• [Objective]
Copy the stretch of the data below from the line containing "white background, which" through the line containing "pixel 263 144", reproducing both of those lines and everything between them without any changes.

• [Records for this exercise]
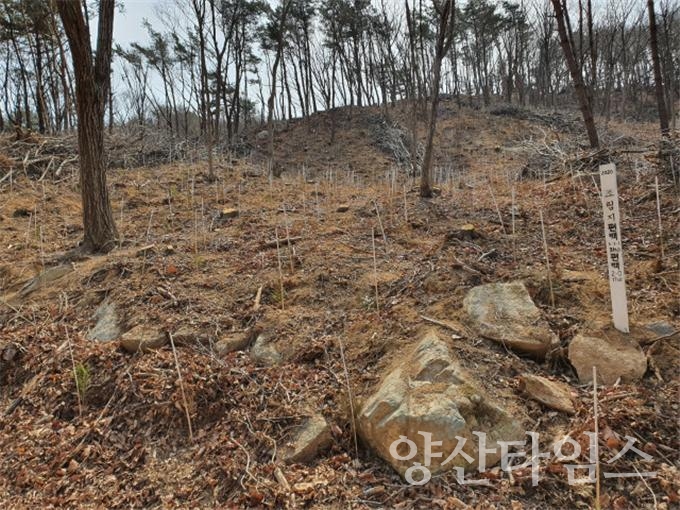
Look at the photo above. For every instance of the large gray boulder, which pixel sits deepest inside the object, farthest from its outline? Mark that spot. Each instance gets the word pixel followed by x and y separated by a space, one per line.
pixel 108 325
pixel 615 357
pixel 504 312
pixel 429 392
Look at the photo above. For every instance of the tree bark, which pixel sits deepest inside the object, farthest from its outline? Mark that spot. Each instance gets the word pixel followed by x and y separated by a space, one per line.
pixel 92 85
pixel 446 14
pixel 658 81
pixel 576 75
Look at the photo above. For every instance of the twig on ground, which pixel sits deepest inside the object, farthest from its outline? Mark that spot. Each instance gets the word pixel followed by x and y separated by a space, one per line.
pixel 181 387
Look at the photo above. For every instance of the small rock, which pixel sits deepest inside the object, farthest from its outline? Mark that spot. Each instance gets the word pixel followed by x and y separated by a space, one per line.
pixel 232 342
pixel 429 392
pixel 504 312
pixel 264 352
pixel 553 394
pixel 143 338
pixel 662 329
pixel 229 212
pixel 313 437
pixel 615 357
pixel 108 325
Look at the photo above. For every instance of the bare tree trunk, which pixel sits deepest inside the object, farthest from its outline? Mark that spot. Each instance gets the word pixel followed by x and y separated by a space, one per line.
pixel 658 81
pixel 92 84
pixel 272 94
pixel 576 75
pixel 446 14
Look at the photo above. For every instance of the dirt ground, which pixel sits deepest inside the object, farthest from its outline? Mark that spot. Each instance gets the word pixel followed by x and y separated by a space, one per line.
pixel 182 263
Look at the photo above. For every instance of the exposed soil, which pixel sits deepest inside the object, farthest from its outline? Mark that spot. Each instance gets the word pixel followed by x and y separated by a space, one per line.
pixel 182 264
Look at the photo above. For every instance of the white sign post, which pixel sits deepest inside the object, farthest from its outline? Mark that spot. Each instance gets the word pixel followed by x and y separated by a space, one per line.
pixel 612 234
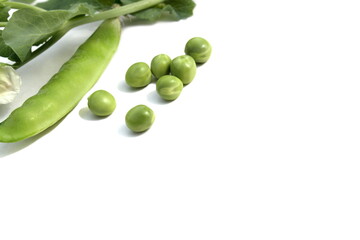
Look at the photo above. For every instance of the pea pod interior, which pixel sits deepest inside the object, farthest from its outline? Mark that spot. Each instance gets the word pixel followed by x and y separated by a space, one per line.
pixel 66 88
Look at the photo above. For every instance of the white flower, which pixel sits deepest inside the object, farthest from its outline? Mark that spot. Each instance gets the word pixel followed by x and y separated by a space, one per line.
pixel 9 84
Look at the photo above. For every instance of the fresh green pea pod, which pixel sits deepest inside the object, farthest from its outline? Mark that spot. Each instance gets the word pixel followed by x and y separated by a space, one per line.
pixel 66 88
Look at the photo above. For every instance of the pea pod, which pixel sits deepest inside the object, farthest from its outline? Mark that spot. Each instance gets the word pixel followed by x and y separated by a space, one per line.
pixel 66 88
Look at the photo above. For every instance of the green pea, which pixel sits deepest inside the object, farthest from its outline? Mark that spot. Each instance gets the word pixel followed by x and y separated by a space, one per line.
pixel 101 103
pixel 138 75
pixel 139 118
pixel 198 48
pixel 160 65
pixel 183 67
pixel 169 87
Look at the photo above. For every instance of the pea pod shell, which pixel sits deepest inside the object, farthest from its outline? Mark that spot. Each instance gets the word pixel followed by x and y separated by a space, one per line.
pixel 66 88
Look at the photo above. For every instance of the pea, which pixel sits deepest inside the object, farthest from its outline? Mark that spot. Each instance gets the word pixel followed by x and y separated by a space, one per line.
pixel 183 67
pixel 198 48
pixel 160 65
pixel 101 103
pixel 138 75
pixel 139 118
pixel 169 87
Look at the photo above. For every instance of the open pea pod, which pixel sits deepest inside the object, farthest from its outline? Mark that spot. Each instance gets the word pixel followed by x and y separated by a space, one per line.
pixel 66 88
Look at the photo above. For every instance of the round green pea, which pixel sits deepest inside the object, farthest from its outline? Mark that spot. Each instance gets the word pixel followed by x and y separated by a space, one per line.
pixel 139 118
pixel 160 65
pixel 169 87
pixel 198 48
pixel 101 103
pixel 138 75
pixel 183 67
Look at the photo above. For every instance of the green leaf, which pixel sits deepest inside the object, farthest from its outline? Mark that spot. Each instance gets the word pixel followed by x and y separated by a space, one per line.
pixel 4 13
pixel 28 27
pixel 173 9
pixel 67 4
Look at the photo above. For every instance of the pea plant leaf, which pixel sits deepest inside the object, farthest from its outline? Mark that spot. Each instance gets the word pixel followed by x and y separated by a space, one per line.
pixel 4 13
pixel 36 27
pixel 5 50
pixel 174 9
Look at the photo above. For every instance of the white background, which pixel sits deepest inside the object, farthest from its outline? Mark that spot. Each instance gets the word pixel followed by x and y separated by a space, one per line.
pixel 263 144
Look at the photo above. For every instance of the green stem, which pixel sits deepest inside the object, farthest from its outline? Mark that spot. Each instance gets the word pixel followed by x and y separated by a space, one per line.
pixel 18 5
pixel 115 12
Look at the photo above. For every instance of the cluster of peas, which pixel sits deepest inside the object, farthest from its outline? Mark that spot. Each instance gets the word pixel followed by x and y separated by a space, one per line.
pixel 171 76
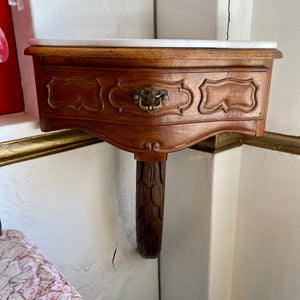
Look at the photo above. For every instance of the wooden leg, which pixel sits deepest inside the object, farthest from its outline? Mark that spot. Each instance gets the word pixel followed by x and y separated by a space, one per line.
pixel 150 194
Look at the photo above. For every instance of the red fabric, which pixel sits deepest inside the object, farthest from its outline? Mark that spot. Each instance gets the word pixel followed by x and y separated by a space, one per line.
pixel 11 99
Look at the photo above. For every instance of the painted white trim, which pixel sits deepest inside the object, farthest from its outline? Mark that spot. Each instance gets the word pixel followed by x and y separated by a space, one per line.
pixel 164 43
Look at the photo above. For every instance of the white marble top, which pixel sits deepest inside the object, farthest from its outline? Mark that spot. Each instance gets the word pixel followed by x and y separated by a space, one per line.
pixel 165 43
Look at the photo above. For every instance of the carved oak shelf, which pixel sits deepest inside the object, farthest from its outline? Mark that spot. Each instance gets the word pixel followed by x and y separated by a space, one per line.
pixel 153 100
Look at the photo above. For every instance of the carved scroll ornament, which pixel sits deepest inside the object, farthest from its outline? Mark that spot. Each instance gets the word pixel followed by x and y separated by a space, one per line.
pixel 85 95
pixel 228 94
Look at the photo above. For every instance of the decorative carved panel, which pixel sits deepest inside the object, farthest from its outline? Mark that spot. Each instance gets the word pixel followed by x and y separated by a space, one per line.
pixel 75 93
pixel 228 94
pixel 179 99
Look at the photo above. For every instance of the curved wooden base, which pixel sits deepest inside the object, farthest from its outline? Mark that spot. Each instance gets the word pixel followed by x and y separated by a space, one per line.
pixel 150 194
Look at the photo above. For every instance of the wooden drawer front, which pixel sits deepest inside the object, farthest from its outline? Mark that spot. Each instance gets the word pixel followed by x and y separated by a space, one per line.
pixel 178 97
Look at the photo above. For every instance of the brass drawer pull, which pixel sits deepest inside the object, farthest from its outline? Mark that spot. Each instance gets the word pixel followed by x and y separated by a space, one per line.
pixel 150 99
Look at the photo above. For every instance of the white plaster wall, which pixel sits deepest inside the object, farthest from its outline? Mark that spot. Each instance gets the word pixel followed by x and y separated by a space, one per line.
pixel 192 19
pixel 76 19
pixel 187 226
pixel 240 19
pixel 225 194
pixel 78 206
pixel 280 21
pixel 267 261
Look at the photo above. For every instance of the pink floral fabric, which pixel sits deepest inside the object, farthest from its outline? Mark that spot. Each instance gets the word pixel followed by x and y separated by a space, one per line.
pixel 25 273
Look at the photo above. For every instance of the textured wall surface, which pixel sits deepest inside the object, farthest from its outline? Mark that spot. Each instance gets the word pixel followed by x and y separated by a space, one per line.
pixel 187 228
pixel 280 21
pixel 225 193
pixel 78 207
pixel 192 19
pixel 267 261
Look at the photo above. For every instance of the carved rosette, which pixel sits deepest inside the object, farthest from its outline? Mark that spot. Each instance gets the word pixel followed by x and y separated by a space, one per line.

* * *

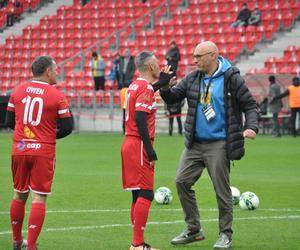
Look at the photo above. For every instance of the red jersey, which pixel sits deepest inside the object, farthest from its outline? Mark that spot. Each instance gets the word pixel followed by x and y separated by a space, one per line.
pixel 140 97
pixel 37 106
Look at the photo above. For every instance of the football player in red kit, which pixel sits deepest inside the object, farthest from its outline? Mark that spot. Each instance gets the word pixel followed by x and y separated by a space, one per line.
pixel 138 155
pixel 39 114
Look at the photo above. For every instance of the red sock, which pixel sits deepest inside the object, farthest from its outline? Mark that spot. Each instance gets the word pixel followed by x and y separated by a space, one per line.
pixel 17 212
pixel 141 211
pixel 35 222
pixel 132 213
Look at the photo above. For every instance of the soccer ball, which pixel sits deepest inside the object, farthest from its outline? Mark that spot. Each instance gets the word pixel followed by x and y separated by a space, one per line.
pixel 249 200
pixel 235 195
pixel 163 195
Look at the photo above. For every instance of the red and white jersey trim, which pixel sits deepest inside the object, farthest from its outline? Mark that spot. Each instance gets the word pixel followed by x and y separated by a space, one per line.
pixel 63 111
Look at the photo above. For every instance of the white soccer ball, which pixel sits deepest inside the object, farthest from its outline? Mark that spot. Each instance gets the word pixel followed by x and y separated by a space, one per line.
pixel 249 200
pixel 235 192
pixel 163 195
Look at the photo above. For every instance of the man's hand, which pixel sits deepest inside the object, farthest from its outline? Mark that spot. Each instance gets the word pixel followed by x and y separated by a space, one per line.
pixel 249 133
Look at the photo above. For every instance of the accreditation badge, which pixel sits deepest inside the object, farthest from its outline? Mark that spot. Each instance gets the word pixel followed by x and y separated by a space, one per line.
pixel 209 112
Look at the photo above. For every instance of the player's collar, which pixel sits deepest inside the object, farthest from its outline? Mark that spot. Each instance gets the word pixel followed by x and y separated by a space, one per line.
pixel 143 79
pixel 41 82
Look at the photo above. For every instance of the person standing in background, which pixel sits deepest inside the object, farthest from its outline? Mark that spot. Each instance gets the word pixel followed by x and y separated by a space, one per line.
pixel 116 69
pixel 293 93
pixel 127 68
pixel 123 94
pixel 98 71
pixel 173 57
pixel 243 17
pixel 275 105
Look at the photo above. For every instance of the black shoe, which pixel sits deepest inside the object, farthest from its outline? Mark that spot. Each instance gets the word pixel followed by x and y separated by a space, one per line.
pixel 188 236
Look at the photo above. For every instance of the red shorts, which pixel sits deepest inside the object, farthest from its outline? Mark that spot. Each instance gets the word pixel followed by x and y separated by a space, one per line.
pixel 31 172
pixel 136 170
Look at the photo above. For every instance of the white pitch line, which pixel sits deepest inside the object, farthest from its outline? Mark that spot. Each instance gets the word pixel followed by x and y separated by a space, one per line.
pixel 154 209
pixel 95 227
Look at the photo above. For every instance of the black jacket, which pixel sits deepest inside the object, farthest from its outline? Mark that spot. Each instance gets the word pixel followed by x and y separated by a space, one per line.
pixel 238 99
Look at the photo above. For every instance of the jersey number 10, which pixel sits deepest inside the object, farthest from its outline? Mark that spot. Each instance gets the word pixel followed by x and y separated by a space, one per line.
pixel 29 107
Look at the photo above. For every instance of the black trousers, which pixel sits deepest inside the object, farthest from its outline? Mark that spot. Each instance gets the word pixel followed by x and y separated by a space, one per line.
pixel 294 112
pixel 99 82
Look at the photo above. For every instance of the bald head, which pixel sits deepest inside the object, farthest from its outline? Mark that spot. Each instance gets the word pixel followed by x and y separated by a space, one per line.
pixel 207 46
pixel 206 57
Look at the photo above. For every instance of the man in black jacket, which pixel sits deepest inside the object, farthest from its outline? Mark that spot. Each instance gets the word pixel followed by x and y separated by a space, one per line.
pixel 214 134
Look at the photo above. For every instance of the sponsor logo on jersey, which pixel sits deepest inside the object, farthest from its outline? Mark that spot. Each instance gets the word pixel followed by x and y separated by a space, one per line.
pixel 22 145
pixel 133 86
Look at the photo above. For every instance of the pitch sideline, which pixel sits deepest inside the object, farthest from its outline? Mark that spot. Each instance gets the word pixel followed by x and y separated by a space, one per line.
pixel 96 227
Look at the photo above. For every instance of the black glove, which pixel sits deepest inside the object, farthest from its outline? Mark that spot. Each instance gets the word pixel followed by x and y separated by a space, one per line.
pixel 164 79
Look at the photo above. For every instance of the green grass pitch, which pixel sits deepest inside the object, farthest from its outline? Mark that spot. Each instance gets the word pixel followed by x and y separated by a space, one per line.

• [Exercise solution]
Look at the photo above. For every instance of the white background, which pixel sits deepest inside the object, farthest from its outline? Mark that spot. Each instance gets the word pixel followed by x and y separated by a space, one per line.
pixel 263 144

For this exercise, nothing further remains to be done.